--- Begin Data for processing ---
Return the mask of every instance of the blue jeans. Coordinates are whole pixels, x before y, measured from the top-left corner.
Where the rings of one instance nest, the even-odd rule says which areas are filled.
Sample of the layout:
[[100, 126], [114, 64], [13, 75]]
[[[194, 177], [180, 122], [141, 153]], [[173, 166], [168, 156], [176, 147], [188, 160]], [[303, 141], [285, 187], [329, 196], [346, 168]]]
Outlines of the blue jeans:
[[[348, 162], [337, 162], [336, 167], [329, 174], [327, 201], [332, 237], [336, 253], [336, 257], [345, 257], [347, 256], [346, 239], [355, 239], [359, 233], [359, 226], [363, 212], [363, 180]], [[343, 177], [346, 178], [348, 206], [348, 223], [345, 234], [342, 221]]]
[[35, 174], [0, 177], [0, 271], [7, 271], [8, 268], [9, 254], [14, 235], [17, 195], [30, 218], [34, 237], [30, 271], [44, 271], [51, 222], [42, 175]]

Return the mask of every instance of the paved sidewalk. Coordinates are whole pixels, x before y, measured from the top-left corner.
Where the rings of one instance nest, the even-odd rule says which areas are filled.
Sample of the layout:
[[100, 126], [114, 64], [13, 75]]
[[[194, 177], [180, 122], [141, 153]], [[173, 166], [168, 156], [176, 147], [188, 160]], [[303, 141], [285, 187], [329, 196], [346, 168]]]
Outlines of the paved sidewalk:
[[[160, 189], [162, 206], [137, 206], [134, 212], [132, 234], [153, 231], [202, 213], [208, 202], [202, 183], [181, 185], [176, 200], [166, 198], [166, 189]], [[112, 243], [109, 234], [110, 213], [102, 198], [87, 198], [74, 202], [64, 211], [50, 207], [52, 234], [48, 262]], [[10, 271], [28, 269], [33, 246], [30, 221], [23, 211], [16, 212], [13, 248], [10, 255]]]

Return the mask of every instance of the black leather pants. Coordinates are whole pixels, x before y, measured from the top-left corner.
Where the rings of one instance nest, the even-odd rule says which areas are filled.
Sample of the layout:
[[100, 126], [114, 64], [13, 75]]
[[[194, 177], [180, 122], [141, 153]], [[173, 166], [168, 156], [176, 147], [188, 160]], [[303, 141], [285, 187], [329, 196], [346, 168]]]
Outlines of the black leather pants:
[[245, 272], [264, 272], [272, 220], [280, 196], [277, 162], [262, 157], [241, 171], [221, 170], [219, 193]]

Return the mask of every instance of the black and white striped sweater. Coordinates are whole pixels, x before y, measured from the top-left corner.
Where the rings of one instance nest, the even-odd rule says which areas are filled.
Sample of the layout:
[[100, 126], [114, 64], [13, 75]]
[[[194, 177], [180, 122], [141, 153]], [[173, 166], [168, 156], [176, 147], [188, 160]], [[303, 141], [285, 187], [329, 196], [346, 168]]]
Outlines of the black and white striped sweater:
--- End Data for processing ---
- [Job] Present every line of the material above as a numbered list, leaving out the blank lines.

- [Response to the exercise]
1. Return the mask of every instance of the blue jeans. Coordinates are whole pixels, x before y, measured from the top-left corner.
2. Where the rings of one instance nest, the even-odd rule says which areas are filled.
3. Sample of the layout:
4. [[100, 126], [114, 64], [13, 75]]
5. [[[194, 177], [180, 122], [141, 153]], [[173, 166], [168, 156], [176, 147], [188, 160]], [[303, 141], [285, 187], [329, 196], [346, 168]]]
6. Outlines of the blue jeans:
7. [[[348, 162], [337, 162], [336, 167], [329, 174], [327, 201], [332, 237], [336, 253], [336, 257], [345, 257], [347, 256], [346, 239], [355, 239], [359, 233], [359, 226], [363, 212], [363, 180]], [[343, 177], [346, 178], [348, 206], [348, 223], [345, 234], [342, 221]]]
8. [[35, 174], [0, 177], [0, 271], [7, 271], [8, 268], [9, 254], [14, 235], [17, 195], [30, 218], [34, 237], [30, 271], [44, 271], [51, 222], [42, 175]]
9. Return the mask of every instance of the paved sidewalk. Coordinates are whole pixels, x before y, measured from the top-left corner.
10. Where the rings of one instance nest, the even-odd rule says which areas are filled.
11. Sample of the layout:
12. [[100, 126], [114, 64], [13, 75]]
13. [[[194, 177], [180, 122], [141, 153]], [[173, 166], [168, 156], [176, 147], [188, 160]], [[303, 141], [285, 187], [329, 196], [346, 168]]]
14. Outlines of the paved sidewalk:
15. [[[160, 189], [162, 206], [137, 206], [134, 212], [132, 234], [153, 231], [202, 213], [208, 202], [202, 183], [181, 185], [176, 200], [166, 198], [166, 189]], [[112, 243], [109, 234], [110, 213], [102, 198], [87, 198], [74, 202], [64, 211], [50, 207], [52, 234], [48, 262]], [[10, 271], [28, 269], [33, 246], [30, 221], [23, 211], [16, 212], [13, 248], [10, 255]]]
16. Return the mask of every instance of the black leather pants. Coordinates are whole pixels, x before y, measured from the top-left corner.
17. Where the rings of one instance nest, the even-odd rule says which areas are filled.
18. Sample of the layout:
19. [[100, 126], [114, 64], [13, 75]]
20. [[[194, 177], [180, 122], [141, 153]], [[173, 166], [168, 156], [176, 147], [188, 160]], [[303, 141], [285, 187], [329, 196], [346, 168]]]
21. Outlines of the black leather pants:
22. [[245, 272], [264, 272], [272, 220], [280, 196], [277, 162], [262, 157], [241, 171], [221, 170], [219, 193]]
23. Return the mask of every instance of the black and white striped sweater. Coordinates are whole pixels, x before y, measured from the top-left corner.
24. Where the rings of one instance nest, the even-odd rule says which areas are filled.
25. Sample of the layout:
26. [[100, 126], [114, 64], [13, 75]]
27. [[[194, 177], [180, 122], [141, 153]], [[173, 166], [168, 156], [176, 147], [188, 160]], [[303, 141], [285, 187], [329, 196], [346, 168]]]
28. Outlines of the black and white striped sweater:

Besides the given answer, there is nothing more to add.